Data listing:
┌──
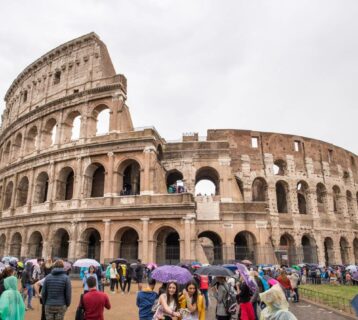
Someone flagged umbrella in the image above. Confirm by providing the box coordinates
[152,265,193,284]
[73,259,100,268]
[195,266,234,277]
[236,263,256,292]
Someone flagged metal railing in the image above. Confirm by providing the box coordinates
[299,286,355,315]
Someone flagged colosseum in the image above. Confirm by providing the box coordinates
[0,33,358,264]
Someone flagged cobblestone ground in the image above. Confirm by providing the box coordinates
[25,281,349,320]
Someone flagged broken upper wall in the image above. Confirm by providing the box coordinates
[2,33,126,129]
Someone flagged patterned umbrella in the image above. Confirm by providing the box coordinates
[152,265,193,284]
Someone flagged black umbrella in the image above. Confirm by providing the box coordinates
[195,266,234,277]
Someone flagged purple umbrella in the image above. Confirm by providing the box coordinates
[236,263,257,292]
[152,266,193,284]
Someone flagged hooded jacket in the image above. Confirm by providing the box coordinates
[137,288,158,319]
[0,276,25,320]
[41,268,71,307]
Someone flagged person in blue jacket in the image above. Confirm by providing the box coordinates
[137,279,158,320]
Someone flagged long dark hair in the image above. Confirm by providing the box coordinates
[185,280,199,303]
[165,281,179,310]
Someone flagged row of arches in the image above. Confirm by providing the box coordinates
[0,105,110,164]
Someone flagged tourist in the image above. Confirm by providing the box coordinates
[212,277,230,320]
[179,280,205,320]
[41,260,71,320]
[260,284,297,320]
[21,262,34,310]
[82,277,111,320]
[153,282,180,320]
[136,279,158,320]
[109,262,119,293]
[82,266,98,293]
[0,276,25,320]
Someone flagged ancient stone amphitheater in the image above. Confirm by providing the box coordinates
[0,33,358,264]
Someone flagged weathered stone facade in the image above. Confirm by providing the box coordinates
[0,33,358,264]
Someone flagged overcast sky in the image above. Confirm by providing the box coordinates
[0,0,358,153]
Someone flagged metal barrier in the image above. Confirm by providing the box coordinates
[299,287,355,315]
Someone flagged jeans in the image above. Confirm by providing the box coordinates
[26,284,33,307]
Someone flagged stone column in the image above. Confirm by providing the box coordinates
[140,217,150,263]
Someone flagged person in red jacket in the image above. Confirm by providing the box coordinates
[82,277,111,320]
[277,271,293,301]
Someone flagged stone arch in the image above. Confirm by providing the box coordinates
[301,234,318,263]
[234,231,257,264]
[3,181,14,210]
[316,182,328,213]
[52,228,70,260]
[154,226,180,264]
[26,126,39,153]
[166,169,184,193]
[34,171,50,204]
[56,167,75,200]
[252,177,268,201]
[0,234,6,257]
[276,180,289,213]
[16,176,29,207]
[198,231,223,264]
[84,162,106,198]
[113,227,139,261]
[118,159,141,195]
[296,180,309,214]
[82,228,101,261]
[323,237,335,266]
[62,110,82,143]
[41,118,58,148]
[279,233,297,265]
[195,167,220,195]
[10,232,22,258]
[28,231,43,258]
[339,237,349,264]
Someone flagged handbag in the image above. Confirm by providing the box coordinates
[75,294,85,320]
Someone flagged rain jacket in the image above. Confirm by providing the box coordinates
[0,276,25,320]
[260,284,297,320]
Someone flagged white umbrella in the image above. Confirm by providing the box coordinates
[73,259,100,268]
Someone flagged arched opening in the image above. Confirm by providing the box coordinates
[84,163,105,198]
[279,233,297,265]
[301,235,318,263]
[273,159,287,176]
[0,234,6,257]
[119,159,140,195]
[93,105,110,136]
[296,181,308,214]
[34,172,49,204]
[16,177,29,207]
[56,167,75,200]
[276,181,288,213]
[316,183,328,213]
[28,231,43,258]
[12,133,22,160]
[4,181,14,210]
[195,167,220,196]
[154,227,180,264]
[339,237,349,264]
[52,228,70,259]
[10,232,22,258]
[252,178,267,201]
[234,231,256,263]
[26,126,38,153]
[324,237,335,266]
[167,170,185,193]
[41,118,57,148]
[114,228,139,261]
[198,231,223,264]
[83,228,101,261]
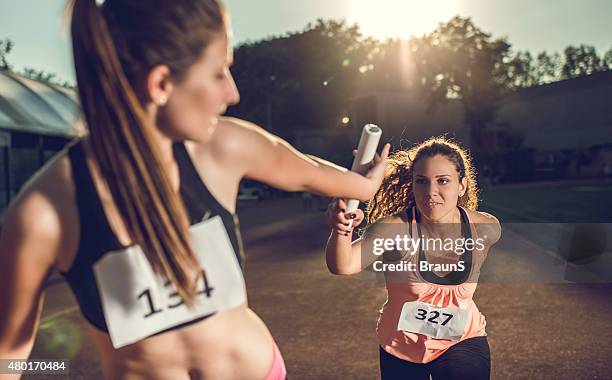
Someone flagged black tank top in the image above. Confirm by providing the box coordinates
[61,141,244,332]
[406,207,472,285]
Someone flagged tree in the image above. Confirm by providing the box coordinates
[411,16,513,159]
[508,51,538,89]
[535,51,562,84]
[20,67,76,88]
[230,20,375,138]
[0,38,14,70]
[603,47,612,70]
[561,44,605,79]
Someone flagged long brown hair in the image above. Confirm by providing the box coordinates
[69,0,227,305]
[367,136,478,223]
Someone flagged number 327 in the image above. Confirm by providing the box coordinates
[415,309,453,326]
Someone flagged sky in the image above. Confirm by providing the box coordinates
[0,0,612,81]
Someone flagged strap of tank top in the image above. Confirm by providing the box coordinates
[173,142,232,215]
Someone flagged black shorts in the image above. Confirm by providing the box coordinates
[380,336,491,380]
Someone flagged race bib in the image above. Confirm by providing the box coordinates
[93,216,247,348]
[397,301,470,340]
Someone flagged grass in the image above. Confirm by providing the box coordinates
[479,182,612,223]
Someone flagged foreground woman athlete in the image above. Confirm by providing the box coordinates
[0,0,389,380]
[326,138,501,380]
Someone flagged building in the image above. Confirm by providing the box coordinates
[0,70,83,209]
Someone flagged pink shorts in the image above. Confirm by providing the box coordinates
[264,341,287,380]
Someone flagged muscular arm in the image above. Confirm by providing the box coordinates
[0,160,68,379]
[325,216,401,275]
[223,119,388,200]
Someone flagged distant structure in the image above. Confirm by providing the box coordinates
[350,71,612,181]
[0,70,83,210]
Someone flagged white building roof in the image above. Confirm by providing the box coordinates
[0,70,83,137]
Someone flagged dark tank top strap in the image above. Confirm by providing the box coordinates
[173,142,245,268]
[68,141,121,272]
[60,141,113,331]
[415,207,472,285]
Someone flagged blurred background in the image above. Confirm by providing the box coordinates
[0,0,612,221]
[0,0,612,380]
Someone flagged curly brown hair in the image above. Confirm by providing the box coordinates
[367,136,479,223]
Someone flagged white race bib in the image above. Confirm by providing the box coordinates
[397,301,470,340]
[93,216,247,348]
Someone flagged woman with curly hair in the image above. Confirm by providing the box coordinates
[0,0,388,380]
[326,137,501,380]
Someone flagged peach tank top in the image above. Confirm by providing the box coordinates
[376,208,487,363]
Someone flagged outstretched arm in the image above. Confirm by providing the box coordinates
[224,119,390,200]
[0,191,61,379]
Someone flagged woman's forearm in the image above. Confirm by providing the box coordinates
[325,230,361,274]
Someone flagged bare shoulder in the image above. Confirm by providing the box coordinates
[466,210,499,224]
[2,145,78,268]
[212,117,275,154]
[365,215,405,237]
[467,210,502,245]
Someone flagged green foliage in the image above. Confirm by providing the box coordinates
[231,20,376,137]
[561,44,607,79]
[0,38,14,70]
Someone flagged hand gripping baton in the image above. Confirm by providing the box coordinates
[346,124,382,228]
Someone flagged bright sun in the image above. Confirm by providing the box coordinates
[347,0,460,38]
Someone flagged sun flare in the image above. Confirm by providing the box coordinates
[347,0,459,38]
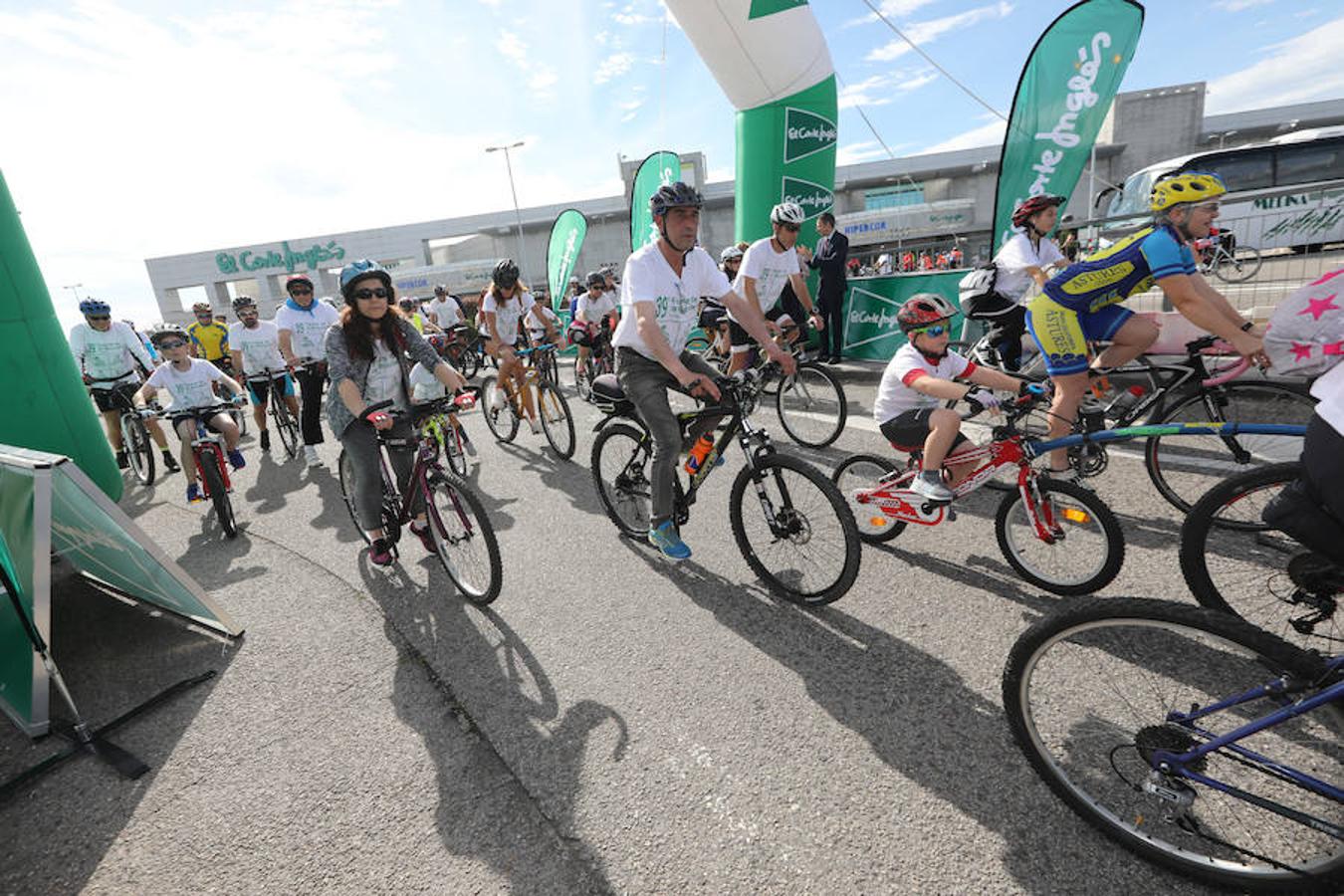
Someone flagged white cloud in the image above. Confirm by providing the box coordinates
[864,0,1013,62]
[1206,16,1344,114]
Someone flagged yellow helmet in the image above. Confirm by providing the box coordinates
[1148,170,1228,211]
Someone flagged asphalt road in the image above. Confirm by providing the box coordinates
[0,365,1279,893]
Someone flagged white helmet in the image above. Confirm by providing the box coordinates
[771,203,807,227]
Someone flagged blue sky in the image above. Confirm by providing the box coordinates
[0,0,1344,329]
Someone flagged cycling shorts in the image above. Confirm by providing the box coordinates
[247,373,295,404]
[1026,293,1134,376]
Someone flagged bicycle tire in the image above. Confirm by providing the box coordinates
[537,383,573,461]
[1180,462,1344,653]
[121,414,154,486]
[775,361,849,449]
[1144,383,1316,513]
[729,454,863,606]
[197,445,238,539]
[995,478,1125,596]
[425,470,504,607]
[830,454,906,544]
[479,373,518,442]
[1003,597,1344,892]
[590,423,653,542]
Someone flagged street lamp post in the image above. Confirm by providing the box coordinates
[485,139,527,282]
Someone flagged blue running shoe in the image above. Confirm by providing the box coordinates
[649,520,691,560]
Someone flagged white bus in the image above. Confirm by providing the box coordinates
[1098,126,1344,251]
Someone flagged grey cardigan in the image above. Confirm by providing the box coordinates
[324,317,444,438]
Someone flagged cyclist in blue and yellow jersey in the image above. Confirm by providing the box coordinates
[1026,172,1268,478]
[187,303,234,373]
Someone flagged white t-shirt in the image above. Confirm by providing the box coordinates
[481,290,537,345]
[70,321,154,388]
[611,243,733,361]
[274,300,340,360]
[729,236,802,323]
[229,321,285,376]
[149,357,224,414]
[425,296,462,331]
[995,234,1067,305]
[872,342,976,424]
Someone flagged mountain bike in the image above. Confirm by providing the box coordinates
[337,397,504,606]
[1003,597,1344,893]
[591,372,861,604]
[481,345,573,461]
[830,393,1125,595]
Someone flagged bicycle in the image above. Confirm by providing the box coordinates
[1180,461,1344,650]
[1003,597,1344,892]
[336,397,504,606]
[591,372,861,606]
[88,377,154,485]
[830,393,1125,595]
[481,345,573,461]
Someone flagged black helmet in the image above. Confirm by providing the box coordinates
[491,258,518,289]
[649,180,704,218]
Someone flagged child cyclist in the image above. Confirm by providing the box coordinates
[872,293,1028,501]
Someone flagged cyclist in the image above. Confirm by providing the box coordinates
[1026,172,1268,480]
[872,293,1026,501]
[990,193,1068,370]
[729,203,825,373]
[70,299,177,473]
[326,258,466,565]
[134,324,247,503]
[187,303,233,373]
[611,181,797,560]
[481,258,558,432]
[276,274,340,466]
[229,296,299,451]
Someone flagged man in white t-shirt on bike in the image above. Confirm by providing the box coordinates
[611,181,797,560]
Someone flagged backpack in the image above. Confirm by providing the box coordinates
[1264,269,1344,376]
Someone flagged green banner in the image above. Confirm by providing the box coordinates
[844,270,967,361]
[630,149,681,253]
[994,0,1144,250]
[546,208,587,311]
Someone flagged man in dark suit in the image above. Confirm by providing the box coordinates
[807,211,849,364]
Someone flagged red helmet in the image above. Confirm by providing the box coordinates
[1012,193,1067,227]
[896,293,957,335]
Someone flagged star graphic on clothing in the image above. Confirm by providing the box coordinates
[1298,293,1340,321]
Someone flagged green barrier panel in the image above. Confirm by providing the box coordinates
[0,174,121,501]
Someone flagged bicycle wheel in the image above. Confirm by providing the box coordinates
[1214,246,1263,284]
[729,454,863,606]
[591,423,653,540]
[479,374,518,442]
[425,470,504,607]
[1144,383,1316,513]
[197,445,238,539]
[1003,597,1344,892]
[121,414,154,485]
[1180,464,1344,653]
[830,454,906,544]
[537,383,573,461]
[995,478,1125,596]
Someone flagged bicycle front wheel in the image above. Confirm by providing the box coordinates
[425,470,504,607]
[537,383,573,461]
[995,478,1125,596]
[729,454,863,606]
[1180,464,1344,653]
[1144,383,1316,513]
[775,364,849,447]
[1003,597,1344,892]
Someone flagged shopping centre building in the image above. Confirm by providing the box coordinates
[145,82,1344,323]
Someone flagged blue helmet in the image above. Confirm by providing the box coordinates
[340,258,392,303]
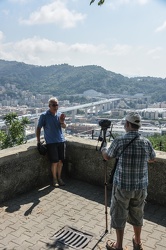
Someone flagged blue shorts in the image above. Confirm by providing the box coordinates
[47,142,66,163]
[110,186,147,229]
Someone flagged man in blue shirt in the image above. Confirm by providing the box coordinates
[101,112,156,250]
[36,97,66,187]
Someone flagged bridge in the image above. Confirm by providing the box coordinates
[0,98,121,129]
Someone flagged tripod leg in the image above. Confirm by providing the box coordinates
[104,165,108,233]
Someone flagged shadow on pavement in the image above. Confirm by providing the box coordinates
[0,186,54,216]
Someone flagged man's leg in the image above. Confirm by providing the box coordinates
[133,226,142,244]
[57,160,63,179]
[51,162,58,180]
[116,229,124,249]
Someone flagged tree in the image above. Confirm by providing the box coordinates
[0,113,30,149]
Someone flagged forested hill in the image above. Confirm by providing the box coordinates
[0,60,166,101]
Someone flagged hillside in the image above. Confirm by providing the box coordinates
[0,60,166,101]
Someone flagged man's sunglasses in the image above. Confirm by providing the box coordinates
[50,103,58,107]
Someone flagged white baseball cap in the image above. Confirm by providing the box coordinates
[126,112,141,127]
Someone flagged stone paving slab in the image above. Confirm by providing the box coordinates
[0,179,166,250]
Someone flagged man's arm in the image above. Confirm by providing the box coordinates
[36,127,41,143]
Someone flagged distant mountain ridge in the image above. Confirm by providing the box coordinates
[0,60,166,101]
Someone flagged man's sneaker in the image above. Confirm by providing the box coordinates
[58,179,65,186]
[132,236,143,250]
[53,179,59,187]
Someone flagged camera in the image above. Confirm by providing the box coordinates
[99,120,111,129]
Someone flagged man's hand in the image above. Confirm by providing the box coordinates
[59,113,66,123]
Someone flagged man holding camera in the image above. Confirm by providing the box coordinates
[101,112,156,250]
[36,97,66,187]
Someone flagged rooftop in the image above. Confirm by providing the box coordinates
[0,179,166,250]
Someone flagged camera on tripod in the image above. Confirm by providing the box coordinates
[99,120,111,130]
[96,119,114,151]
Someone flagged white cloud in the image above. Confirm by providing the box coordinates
[109,0,151,8]
[155,21,166,32]
[147,47,162,55]
[20,0,86,28]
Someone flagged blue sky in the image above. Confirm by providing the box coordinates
[0,0,166,78]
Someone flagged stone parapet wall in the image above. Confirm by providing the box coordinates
[0,137,166,205]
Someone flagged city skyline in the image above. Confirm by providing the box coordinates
[0,0,166,78]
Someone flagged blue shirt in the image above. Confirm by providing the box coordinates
[37,110,65,144]
[107,131,156,191]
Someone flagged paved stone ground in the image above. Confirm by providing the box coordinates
[0,179,166,250]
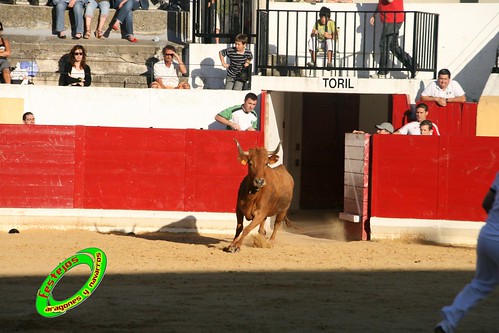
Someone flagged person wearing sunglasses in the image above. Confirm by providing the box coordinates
[61,45,92,87]
[0,22,10,83]
[151,45,191,89]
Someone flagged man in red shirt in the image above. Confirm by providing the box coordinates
[370,0,415,78]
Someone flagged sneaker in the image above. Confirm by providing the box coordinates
[369,73,386,79]
[434,325,446,333]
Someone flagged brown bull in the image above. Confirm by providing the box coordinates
[224,139,294,252]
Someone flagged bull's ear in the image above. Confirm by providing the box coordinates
[267,154,279,165]
[239,155,248,165]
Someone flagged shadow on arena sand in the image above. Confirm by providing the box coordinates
[0,268,499,333]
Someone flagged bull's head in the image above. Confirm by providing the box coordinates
[234,139,280,191]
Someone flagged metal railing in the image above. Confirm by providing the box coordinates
[255,10,439,77]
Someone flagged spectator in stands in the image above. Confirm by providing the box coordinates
[0,22,10,84]
[208,0,233,44]
[307,7,336,68]
[352,122,393,134]
[434,172,499,333]
[419,119,433,135]
[151,45,191,89]
[112,0,149,43]
[394,103,440,135]
[83,0,111,39]
[370,0,414,79]
[219,34,253,90]
[62,45,92,87]
[421,68,466,106]
[52,0,85,39]
[23,112,35,125]
[215,93,258,131]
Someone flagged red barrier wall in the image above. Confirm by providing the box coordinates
[371,135,499,221]
[0,125,263,212]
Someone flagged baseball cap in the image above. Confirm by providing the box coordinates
[375,122,393,134]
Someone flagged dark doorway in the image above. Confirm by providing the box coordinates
[300,93,360,209]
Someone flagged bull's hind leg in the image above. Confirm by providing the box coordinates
[269,211,287,247]
[224,216,266,253]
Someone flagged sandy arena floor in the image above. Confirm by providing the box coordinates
[0,213,499,333]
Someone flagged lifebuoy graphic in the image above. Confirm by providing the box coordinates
[36,247,107,318]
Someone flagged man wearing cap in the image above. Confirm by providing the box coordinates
[352,122,393,134]
[393,103,440,135]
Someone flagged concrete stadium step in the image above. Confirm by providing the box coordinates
[0,1,189,37]
[33,72,150,88]
[9,35,163,88]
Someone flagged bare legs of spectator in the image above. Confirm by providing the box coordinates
[83,0,111,39]
[53,0,83,39]
[113,0,140,43]
[2,68,10,84]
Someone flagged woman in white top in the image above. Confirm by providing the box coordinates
[62,45,92,87]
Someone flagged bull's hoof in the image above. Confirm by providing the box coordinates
[224,245,241,253]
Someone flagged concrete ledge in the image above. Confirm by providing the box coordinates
[370,217,484,246]
[0,4,189,37]
[0,208,240,234]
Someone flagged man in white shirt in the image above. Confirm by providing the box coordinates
[393,103,440,135]
[421,68,466,106]
[151,45,190,89]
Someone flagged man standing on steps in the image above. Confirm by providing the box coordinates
└──
#### Exercise details:
Please set down, unchanged, the stretch of the items from the line that contains "Someone flagged lifebuoy" through the line that contains "[0,208,240,234]", with both of those lines included.

#### Written answer:
Someone flagged lifebuoy graphic in the image above. Confirm by providing the box coordinates
[36,247,107,318]
Someone flagged man wearing cap in the image above. Confirm by providing the box coordinates
[352,122,393,134]
[393,103,440,135]
Someone flagged concrete stadium step in the image above. Confirm by providing the box coordinates
[0,1,189,37]
[33,72,150,88]
[9,35,163,88]
Someone flagged bare legs of spectator in the image above. Confirm by providing the box coordinates
[83,0,111,39]
[53,0,83,39]
[113,0,140,43]
[2,68,10,84]
Someone flagged woman in white top in the image above. Confirm by providing the box coordinates
[62,45,92,87]
Someone flagged bull's hoof in the image above. Confirm by providing the box coordinates
[224,245,241,253]
Someone flagged concrete ledge in the image above. Confirm by providing the box coordinates
[370,217,484,246]
[0,4,189,37]
[0,208,240,234]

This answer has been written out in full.